__Referring expression data__.
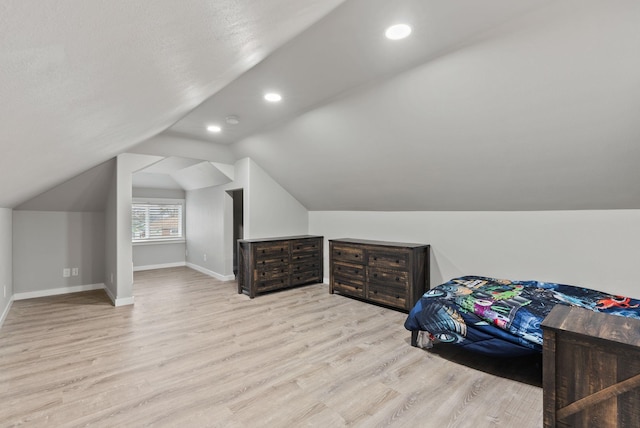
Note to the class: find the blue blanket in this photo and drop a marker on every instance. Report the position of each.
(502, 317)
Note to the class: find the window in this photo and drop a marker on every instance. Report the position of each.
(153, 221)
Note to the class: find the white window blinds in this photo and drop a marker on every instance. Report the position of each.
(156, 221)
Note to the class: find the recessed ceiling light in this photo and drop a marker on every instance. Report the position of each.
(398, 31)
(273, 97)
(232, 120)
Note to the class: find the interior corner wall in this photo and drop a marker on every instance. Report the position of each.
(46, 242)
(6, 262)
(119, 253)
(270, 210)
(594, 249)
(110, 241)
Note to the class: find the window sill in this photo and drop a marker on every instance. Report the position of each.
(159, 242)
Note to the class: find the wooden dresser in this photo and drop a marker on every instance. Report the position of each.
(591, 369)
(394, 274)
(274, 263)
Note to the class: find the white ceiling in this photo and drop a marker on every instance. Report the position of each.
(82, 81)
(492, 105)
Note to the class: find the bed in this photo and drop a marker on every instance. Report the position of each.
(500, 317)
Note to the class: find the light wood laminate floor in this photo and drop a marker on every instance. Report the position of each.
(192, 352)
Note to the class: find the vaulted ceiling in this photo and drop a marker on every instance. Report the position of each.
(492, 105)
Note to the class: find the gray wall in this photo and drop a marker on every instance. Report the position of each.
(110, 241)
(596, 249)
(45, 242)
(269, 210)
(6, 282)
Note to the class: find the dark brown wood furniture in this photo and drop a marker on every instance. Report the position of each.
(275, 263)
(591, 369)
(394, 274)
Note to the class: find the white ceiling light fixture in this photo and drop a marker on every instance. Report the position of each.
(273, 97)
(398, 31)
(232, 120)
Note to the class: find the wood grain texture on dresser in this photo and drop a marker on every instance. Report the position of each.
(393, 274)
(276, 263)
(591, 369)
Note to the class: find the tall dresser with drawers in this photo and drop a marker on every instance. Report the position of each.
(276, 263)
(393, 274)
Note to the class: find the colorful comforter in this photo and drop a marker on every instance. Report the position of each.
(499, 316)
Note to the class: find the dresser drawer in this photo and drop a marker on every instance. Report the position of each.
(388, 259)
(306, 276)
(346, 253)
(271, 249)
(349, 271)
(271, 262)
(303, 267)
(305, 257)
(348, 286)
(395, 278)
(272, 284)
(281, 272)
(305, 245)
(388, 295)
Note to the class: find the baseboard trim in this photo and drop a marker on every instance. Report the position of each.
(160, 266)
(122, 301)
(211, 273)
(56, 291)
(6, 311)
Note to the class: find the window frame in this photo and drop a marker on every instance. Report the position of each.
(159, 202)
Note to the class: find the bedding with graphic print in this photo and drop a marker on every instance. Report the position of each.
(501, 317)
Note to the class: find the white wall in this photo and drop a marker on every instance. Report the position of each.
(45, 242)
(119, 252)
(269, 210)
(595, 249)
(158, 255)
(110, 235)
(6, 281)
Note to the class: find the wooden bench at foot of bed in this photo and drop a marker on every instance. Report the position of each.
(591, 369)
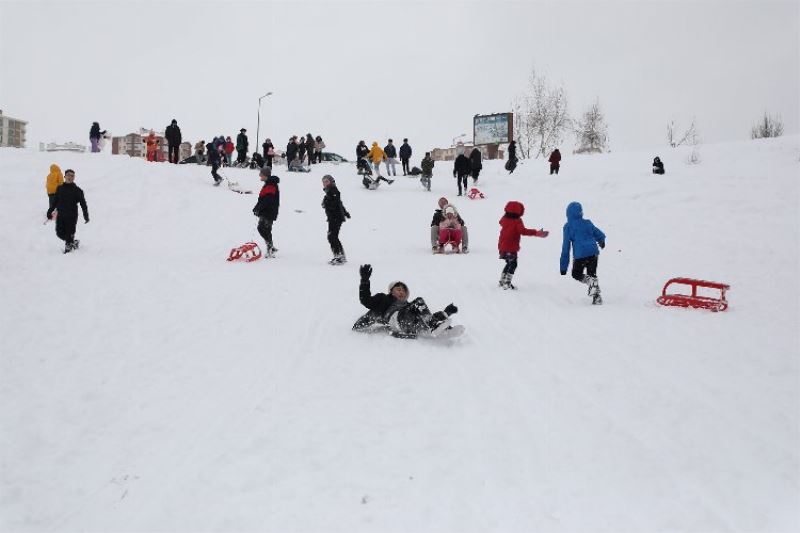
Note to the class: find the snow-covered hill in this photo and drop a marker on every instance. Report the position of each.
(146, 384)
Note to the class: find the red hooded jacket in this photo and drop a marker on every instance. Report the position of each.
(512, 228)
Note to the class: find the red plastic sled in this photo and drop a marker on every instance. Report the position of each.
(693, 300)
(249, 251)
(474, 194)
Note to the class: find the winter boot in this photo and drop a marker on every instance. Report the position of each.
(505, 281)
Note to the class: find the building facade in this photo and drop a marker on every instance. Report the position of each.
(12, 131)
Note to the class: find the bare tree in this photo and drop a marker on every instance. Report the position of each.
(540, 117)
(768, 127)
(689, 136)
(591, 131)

__Task requirements__.
Your copy of the records above should be exact and contain no pictures.

__Solution to this exercise__.
Note to the class: find the blue blanket in this photo and drop a marker on every instance. Report the position of each.
(502, 317)
Note to the class: find the window in this photo and drop a marker on every instance. Report the position of each.
(153, 221)
Note to the class: find the white window blinds in this photo and drop a marker on every instance. Report the position of each.
(156, 221)
Note to the class: find the recessed ceiling light in this photo and drop a marker on every instance. Report the position of each.
(398, 31)
(273, 97)
(232, 120)
Note to the class: find the interior corner wall in this photo and drop a marker on every instance. Report the position of each.
(46, 242)
(6, 262)
(119, 253)
(270, 210)
(594, 249)
(110, 241)
Note to the class: find the window sill in this photo and drop a marker on every instance. Report the position of each.
(159, 242)
Note to the class: find the wooden dresser in this photo and drop a marker on every instance. Report the position of each.
(591, 369)
(394, 274)
(274, 263)
Note to the class: find the white ceiling in this photo and drop a marker on every instance. Report the position of each.
(82, 81)
(492, 105)
Note to the class: find the bed in this photo and drop a marker on every instance. Report the position of each.
(500, 317)
Note to the class: find the light wood laminate floor in this photo and drop a marker on every instance. Report the position of each.
(192, 352)
Note to the class: find the vaulted ceiling in this photo and drop a marker on every instance. Report the position of each.
(492, 105)
Note to the class: find the gray wall in this photo and drop a marker on every instance. Report the position of each.
(110, 241)
(596, 249)
(45, 242)
(269, 210)
(6, 282)
Note to the class: find the dark brown wood furniture in this photo and drop a marker on every instance. Report the position of each.
(275, 263)
(591, 369)
(394, 274)
Note to the class: find the white ceiling light fixture in this photo and drop a marker on every instance. Report the position of each.
(273, 97)
(398, 31)
(232, 120)
Note to the class: find the wood grain texture on dresser in this photo and drop a marker on every instance. Report the position of each.
(393, 274)
(276, 263)
(591, 369)
Note to the class: find the tall dresser with drawers in this photo and drop a marker on every instance. Report the position of each.
(276, 263)
(393, 274)
Note to the class: find the colorful comforter in this photo and drop a marker on every instance. Report the position of each.
(499, 316)
Note to the class: find the dresser drawer in this photo and drop a marker on every instance. Report the position of each.
(388, 259)
(306, 276)
(346, 253)
(271, 249)
(349, 271)
(271, 262)
(303, 267)
(305, 257)
(348, 286)
(395, 278)
(272, 284)
(281, 272)
(305, 245)
(388, 295)
Note to the class: find the baseboard trim in this photo and drop a marker on every instance. Report the position of each.
(160, 266)
(122, 301)
(211, 273)
(56, 291)
(6, 311)
Note to the class: find the window frame in this photo and drop a marker on every instance. Report the position of each.
(159, 202)
Note to the class: find the bedding with graphic print in this photo and drop a marker on every instance. Report the position of each.
(501, 317)
Note to the class: find the white wall in this photo and drop a marker on every instance. Report the position of each.
(45, 242)
(119, 252)
(269, 210)
(595, 249)
(158, 255)
(110, 235)
(6, 281)
Note to the class: find the wooden bench at foot of bed in this photo and drop a marker on every instance. Report the position of each.
(591, 369)
Note to the class: find the snow-covered hill in this photo and drop a marker on every instance. Report the position of each.
(146, 384)
Note to the class: find the red hooded jacket in this photo and drop a marker on every instance. Report the position of each.
(512, 228)
Note to the class: find the red plastic sled in this photo and drop a marker on every instance. Report the position of each.
(693, 300)
(249, 251)
(474, 194)
Note to the class: find the winter boot in this photo and drop a marker on every instance. Report the position of each.
(505, 281)
Note to the class: find the building facade in this photo and drop a marker on every instance. Report the position of each.
(12, 131)
Note to the class: find the bare tree in this photo and drop a marker on every instance. Report the position of each.
(540, 117)
(768, 127)
(689, 136)
(591, 131)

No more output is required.